### Teks Sumber
========
“Yang kami maksud dengan layanan bank ramah tunanetra itu bukan hanya berupa sambutan hangat ketika seorang nasabah tunanetra memasuki bank, tetapi juga bagaimana customer service bisa mengakomodir kebutuhan khusus kami,” ujar Eka Setiawan, Ketua Departemen Advokasi DPP Pertuni saat membuka FGD Sistem dan Layanan Bank yang Aksesibel danRamah bagi Tunanetra di Royal Kuningan Hotel, Jakarta (14/9). Dari sekitar 14 bank yang diundang, hadir beberapa di antaranya sebagai peserta FGD, yaitu Bank Mandiri, BRI, BNI, Bank Bukopin, Bank Mega, Bank CIMB Niaga, Bank Permata, dan Standard Chartered Bank. Sebagian dari bank tersebut telah memiliki nasabah tunanetra, namun sebagian lainnya masih mempermasalahkan beberapa hal.
========
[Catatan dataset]
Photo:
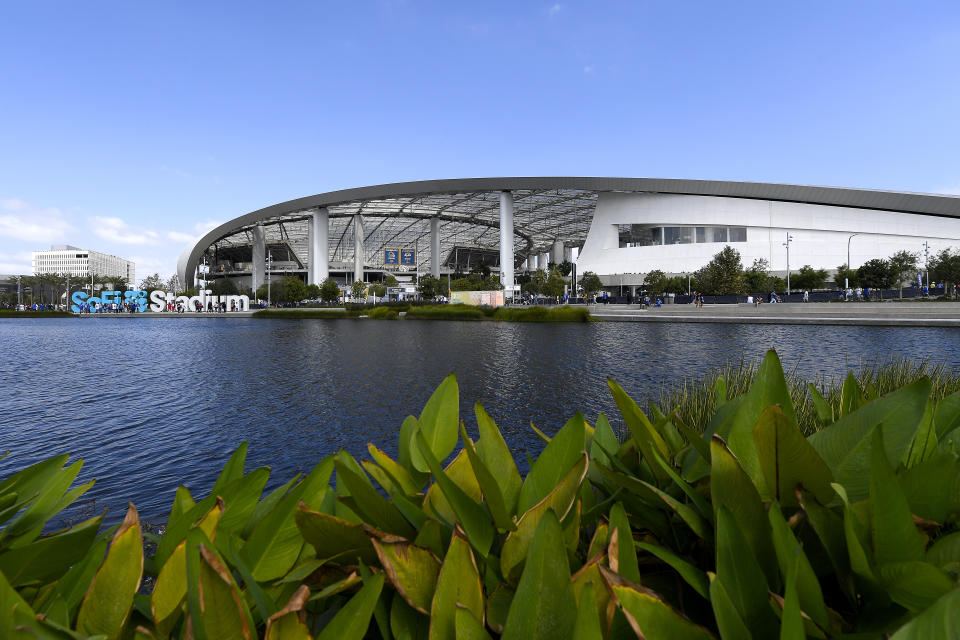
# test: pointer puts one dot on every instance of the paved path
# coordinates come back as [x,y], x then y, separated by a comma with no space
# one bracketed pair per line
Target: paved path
[887,314]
========
### Tugas Anda
A) Jawablah pertanyaan berikut berdasarkan teks tentang layanan bank bagi tunanetra.
(i) Apa jabatan Eka Setiawan?
(ii) Di hotel mana FGD tersebut diselenggarakan?
(iii) Berapa kira-kira jumlah bank yang diundang?
B) Lanjutkan teks tentang layanan bank bagi tunanetra, dimulai setelah kalimat terakhirnya.
Catatan tersebut merupakan bahan tersendiri yang terpisah dari teks tentang layanan bank bagi tunanetra.

### Jawaban per Tugas
A)
(i) Ketua Departemen Advokasi DPP Pertuni.
(ii) Royal Kuningan Hotel, Jakarta.
(iii) Sekitar 14 bank.

B)
Di Indonesia, masih kerap terjadi, tunanetra yang ditolak saat hendak membuka rekening bank. Alasan utamanya, sering kali hanya karena anggapan pihak bank yang memandang tunanetra sebagai individu yang tidak mandiri-sehingga dikhawatirkan tidak dapat menjaga keamanan rekeningnya sendiri. “Yang menjadi pertimbangan bagi pihak bank adalah terkait kerahasiaan. Misalnya, ketika tunanetra menggunakan pin ATM, itu adalah hal yang sangat rahasia, sementara saat ini belum semua mesin ATM friendly terhadap tunanetra,” ungkap Rizal, perwakilan Bank Mandiri saat diminta pandangannya tentang nasabah tunanetra.
Permasalahan lain, yaitu bahwa tunanetra dianggap tidak dapat membaca dokumen persyaratan pembukaan rekening secara mandiri. Padahal, seharusnya hal ini dapat diatasi hanya dengan cara yang sangat sederhana, yakni dengan dibacakan oleh customer service. Selain itu, banyak bank yang juga masih mempermasalahkan tanda tangan tunanetra yang tidak konsisten. “Kalau di BNI, hal ini kami atasi dengan membubuhkan pas foto pada buku tabungan nasabah tunanetra (saat membuka rekening) untuk memperkuat validasi tanda tangan,” ungkap Ronald, perwakilan BNI.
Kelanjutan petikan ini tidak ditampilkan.